_Goal of the exercise_. Set down, exactly as they appear, the line containing "pixel 104 195." and all subsequent lines through the end of the material below.

_Data to examine_.

——————————

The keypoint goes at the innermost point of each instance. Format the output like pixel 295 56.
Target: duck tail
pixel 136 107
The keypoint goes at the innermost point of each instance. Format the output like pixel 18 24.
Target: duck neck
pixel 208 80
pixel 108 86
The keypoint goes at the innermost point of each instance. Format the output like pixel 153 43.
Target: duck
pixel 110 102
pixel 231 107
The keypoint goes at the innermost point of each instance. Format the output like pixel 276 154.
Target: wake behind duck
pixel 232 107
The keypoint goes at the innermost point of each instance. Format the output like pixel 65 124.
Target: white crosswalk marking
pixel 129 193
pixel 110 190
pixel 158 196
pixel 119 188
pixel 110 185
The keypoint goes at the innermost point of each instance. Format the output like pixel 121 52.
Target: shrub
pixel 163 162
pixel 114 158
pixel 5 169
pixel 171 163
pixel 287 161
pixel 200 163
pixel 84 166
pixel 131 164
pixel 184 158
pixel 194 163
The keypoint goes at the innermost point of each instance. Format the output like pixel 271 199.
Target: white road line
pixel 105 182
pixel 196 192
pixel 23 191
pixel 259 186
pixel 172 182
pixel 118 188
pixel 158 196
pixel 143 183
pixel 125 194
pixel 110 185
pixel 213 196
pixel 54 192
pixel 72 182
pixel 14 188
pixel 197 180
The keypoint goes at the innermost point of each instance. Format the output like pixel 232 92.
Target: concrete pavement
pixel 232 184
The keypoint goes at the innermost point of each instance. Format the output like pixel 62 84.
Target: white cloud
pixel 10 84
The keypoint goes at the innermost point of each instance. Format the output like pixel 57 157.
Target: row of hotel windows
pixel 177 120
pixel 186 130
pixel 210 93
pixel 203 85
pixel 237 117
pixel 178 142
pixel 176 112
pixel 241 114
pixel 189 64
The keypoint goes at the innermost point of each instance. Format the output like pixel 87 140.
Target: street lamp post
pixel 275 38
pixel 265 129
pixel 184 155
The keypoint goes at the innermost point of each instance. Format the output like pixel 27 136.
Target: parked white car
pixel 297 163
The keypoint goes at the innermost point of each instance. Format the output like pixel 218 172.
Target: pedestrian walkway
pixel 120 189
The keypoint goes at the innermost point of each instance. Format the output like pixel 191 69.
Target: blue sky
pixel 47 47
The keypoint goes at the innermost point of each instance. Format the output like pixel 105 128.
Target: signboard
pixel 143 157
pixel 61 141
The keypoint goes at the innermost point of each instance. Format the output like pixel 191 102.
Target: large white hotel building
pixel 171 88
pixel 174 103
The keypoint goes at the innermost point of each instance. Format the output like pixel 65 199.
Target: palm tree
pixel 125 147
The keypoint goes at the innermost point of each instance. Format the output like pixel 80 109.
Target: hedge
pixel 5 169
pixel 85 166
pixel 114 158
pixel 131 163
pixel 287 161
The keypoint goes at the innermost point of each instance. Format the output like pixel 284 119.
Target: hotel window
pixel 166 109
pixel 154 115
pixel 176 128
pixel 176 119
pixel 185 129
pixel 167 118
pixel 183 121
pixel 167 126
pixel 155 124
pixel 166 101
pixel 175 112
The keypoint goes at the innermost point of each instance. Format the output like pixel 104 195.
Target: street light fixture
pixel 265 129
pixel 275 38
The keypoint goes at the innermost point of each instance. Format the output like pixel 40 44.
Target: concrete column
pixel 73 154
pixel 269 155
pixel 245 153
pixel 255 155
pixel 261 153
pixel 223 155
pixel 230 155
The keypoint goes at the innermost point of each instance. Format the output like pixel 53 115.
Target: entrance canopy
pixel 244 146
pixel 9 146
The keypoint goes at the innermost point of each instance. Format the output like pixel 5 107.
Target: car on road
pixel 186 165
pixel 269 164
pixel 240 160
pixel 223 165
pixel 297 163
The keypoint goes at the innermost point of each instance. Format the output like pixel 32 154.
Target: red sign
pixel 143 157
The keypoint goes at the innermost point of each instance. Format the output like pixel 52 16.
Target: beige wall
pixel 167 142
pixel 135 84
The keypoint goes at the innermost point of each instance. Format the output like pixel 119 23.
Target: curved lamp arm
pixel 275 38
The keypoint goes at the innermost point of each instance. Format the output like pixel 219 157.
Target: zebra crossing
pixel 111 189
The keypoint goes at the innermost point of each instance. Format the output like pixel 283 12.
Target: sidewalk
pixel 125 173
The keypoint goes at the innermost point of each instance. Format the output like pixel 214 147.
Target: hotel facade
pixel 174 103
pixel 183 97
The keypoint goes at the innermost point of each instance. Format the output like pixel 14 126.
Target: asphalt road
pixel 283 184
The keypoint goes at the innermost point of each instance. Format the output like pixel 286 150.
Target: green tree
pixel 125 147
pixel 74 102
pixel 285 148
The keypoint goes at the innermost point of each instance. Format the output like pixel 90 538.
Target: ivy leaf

——————————

_Output for this task_.
The keypoint goes at the innermost point of each instance. Format the output like pixel 104 195.
Target: street light fixture
pixel 265 129
pixel 275 38
The keypoint goes at the innermost point of each instance. Format the output like pixel 40 44.
Target: concrete column
pixel 73 154
pixel 269 155
pixel 245 153
pixel 255 155
pixel 261 153
pixel 223 155
pixel 230 155
The keypoint goes at the innermost point of each instance. Format the output like pixel 53 115.
Target: entrance canopy
pixel 244 146
pixel 9 146
The keypoint goes at the innermost point of each instance. Format the output like pixel 5 107.
Target: car on road
pixel 186 165
pixel 269 164
pixel 240 160
pixel 223 165
pixel 297 163
The keypoint goes at the innermost point of each instance. Format the output like pixel 32 154.
Target: red sign
pixel 143 157
The keypoint goes at the innermost point of each instance. Format the output like pixel 52 16.
Target: beige wall
pixel 167 142
pixel 135 84
The keypoint goes at the innermost point of each instance. Format the output like pixel 119 23.
Target: curved lamp arm
pixel 275 38
The keypoint goes at the innermost point of each instance. Format the output like pixel 219 157.
Target: zebra crossing
pixel 111 189
The keypoint goes at the innermost point of each instance. Format the output like pixel 283 12.
Target: sidewalk
pixel 125 173
The keypoint goes at the innermost point of each instance. Format the output like pixel 214 147.
Target: hotel facade
pixel 174 103
pixel 183 97
The keypoint goes at the innermost point of each instance. Format the output like pixel 14 126.
Target: asphalt road
pixel 283 184
The keypoint goes at the innermost point of each instance. Format the output like pixel 286 150.
Target: green tree
pixel 125 147
pixel 74 102
pixel 285 148
The keypoint goes at the innermost point of each instance. Format the output like pixel 90 538.
Target: ivy leaf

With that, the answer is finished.